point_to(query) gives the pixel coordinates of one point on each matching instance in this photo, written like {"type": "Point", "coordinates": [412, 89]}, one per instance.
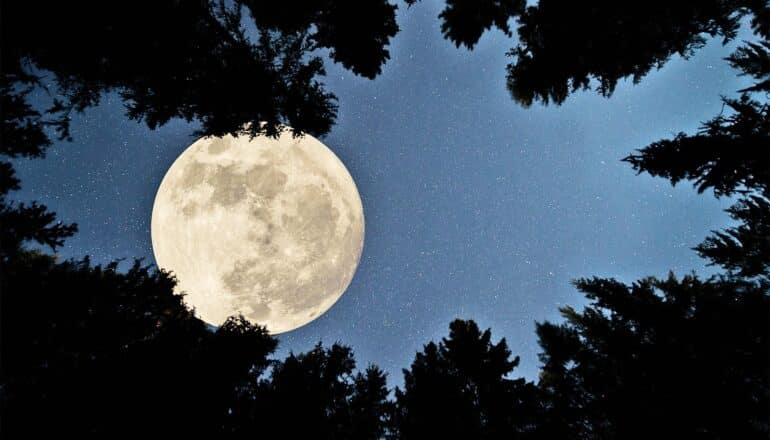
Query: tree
{"type": "Point", "coordinates": [92, 350]}
{"type": "Point", "coordinates": [197, 60]}
{"type": "Point", "coordinates": [674, 358]}
{"type": "Point", "coordinates": [564, 47]}
{"type": "Point", "coordinates": [317, 395]}
{"type": "Point", "coordinates": [459, 388]}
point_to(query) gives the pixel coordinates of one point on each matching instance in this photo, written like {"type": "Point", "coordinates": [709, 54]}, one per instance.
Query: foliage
{"type": "Point", "coordinates": [459, 388]}
{"type": "Point", "coordinates": [197, 60]}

==================================================

**WHAT YOU SHOULD DO**: In the lines above, substitute "image" for every occurrence of "photo" and reproduce them with nothing else altered, leaving out the pictures.

**RESPONSE TO THIS TASK**:
point_to(query) gives the pixel coordinates of one point on each matching instance in this image, written like {"type": "Point", "coordinates": [412, 89]}, one per instance.
Query: tree
{"type": "Point", "coordinates": [92, 350]}
{"type": "Point", "coordinates": [197, 60]}
{"type": "Point", "coordinates": [674, 358]}
{"type": "Point", "coordinates": [564, 47]}
{"type": "Point", "coordinates": [317, 395]}
{"type": "Point", "coordinates": [459, 388]}
point_to(query) gives the pixel coordinates of one point on each matching instance in this image, written like {"type": "Point", "coordinates": [709, 54]}, one per instance.
Query: foliage
{"type": "Point", "coordinates": [459, 388]}
{"type": "Point", "coordinates": [197, 60]}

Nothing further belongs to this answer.